>>>>>

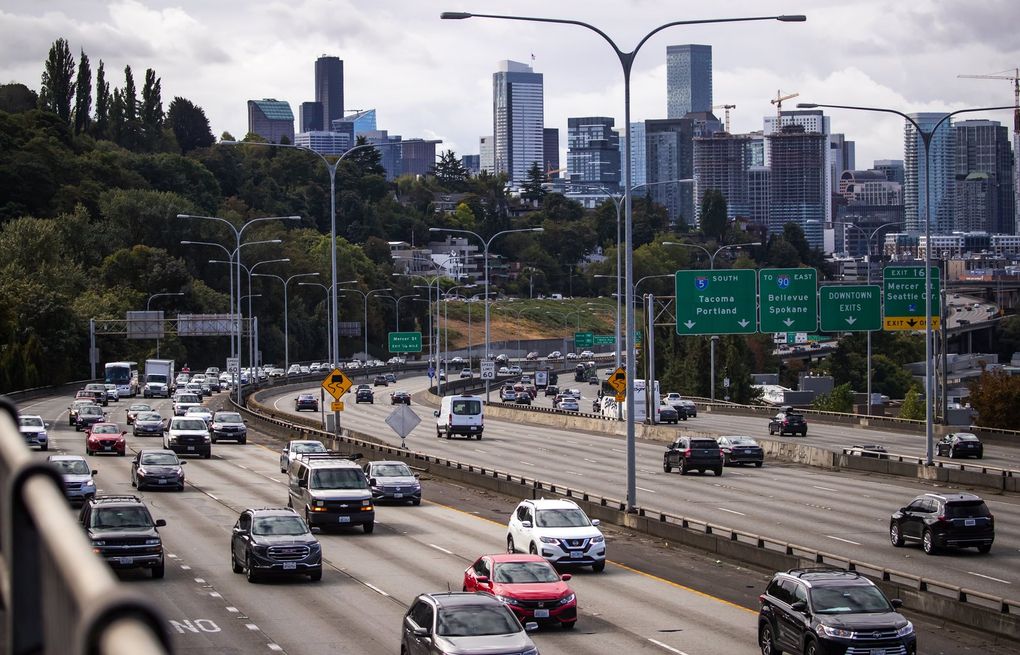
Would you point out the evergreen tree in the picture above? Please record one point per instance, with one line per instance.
(58, 87)
(532, 191)
(102, 123)
(83, 96)
(189, 124)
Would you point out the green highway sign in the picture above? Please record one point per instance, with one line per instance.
(788, 299)
(405, 342)
(905, 298)
(716, 302)
(851, 308)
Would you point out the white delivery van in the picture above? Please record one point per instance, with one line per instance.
(460, 415)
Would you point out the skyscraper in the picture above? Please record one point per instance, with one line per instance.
(593, 153)
(329, 88)
(689, 80)
(939, 175)
(518, 118)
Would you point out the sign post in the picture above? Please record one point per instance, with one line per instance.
(788, 299)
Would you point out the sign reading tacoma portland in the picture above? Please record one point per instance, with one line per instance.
(716, 302)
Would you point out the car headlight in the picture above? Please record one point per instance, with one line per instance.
(828, 631)
(906, 630)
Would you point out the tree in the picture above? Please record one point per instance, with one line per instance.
(58, 87)
(189, 124)
(83, 96)
(840, 399)
(713, 215)
(531, 190)
(913, 405)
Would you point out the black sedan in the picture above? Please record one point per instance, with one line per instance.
(960, 445)
(741, 450)
(306, 401)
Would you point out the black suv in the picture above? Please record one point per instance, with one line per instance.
(788, 421)
(817, 611)
(274, 541)
(937, 520)
(120, 530)
(691, 453)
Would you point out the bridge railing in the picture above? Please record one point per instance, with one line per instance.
(57, 597)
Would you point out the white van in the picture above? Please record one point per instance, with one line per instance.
(460, 415)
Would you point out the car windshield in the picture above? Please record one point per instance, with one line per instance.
(159, 459)
(71, 466)
(338, 479)
(120, 518)
(475, 621)
(849, 600)
(227, 417)
(525, 572)
(392, 470)
(561, 518)
(190, 423)
(290, 525)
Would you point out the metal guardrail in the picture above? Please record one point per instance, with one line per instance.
(58, 598)
(923, 586)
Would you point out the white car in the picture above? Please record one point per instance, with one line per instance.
(558, 531)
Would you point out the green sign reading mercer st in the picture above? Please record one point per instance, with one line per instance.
(405, 342)
(851, 308)
(788, 299)
(716, 302)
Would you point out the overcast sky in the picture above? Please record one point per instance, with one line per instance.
(432, 79)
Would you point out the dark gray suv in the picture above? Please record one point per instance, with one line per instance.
(463, 623)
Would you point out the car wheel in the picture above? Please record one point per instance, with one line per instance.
(895, 537)
(766, 640)
(928, 543)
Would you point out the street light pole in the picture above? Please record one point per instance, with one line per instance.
(926, 137)
(287, 332)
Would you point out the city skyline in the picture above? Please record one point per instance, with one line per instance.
(218, 57)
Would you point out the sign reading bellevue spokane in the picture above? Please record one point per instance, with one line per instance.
(716, 302)
(788, 299)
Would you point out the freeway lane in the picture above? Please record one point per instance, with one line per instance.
(843, 513)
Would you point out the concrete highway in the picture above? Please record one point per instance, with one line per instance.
(640, 604)
(843, 513)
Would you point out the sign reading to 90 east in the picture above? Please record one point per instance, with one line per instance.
(716, 302)
(788, 299)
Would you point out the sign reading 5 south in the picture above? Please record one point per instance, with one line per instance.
(716, 302)
(788, 299)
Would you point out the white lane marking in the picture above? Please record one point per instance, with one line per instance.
(668, 648)
(839, 539)
(376, 589)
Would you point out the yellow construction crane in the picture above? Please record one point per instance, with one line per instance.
(1015, 79)
(777, 101)
(727, 108)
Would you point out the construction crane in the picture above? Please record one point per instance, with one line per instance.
(727, 108)
(1015, 79)
(777, 101)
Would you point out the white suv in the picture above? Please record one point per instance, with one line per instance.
(558, 531)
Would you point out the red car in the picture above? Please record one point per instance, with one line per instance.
(104, 438)
(527, 585)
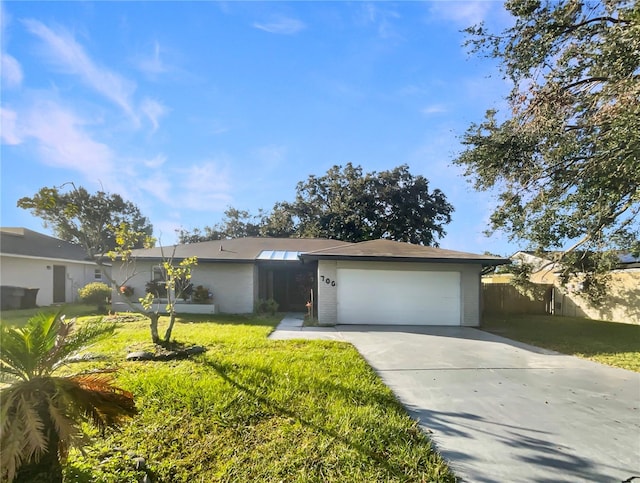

<<<<<

Copy out the stretch of the items from the line containing "Would you point out the freeway" through the end of the items, word for word and leaving out any pictures.

**Solution for this task**.
Would you point out the freeway lane in the picture above? Please record one point per instance, with one line per instance.
(843, 513)
Would you point out the concrete highway in the picture above? Please record one point per instance, with one line per instance.
(640, 604)
(843, 513)
Would you point out the sign reading to 90 east in the picture above? Please record one point per instance, with one line per instance.
(716, 302)
(788, 299)
Would you point out the sign reading 5 south in the picture above? Please record one point per instance, with one line per instance.
(716, 302)
(788, 299)
Would you point out the white lane marking in the picture above? Please record one point per instance, with one line per instance.
(668, 648)
(839, 539)
(376, 589)
Would you point out the yellow construction crane in the picture above? Please record one point per instance, with one line per instance.
(1015, 79)
(777, 101)
(727, 108)
Would you point out the construction crane in the picture above? Please record one point per instance, with one line per instance.
(727, 108)
(1015, 79)
(777, 101)
Would you point out the white suv in the picture above? Please record one point per instance, with one line per instance.
(558, 531)
Would you point out the red car in the picture above? Please record one point per instance, with one line per instance.
(104, 438)
(527, 585)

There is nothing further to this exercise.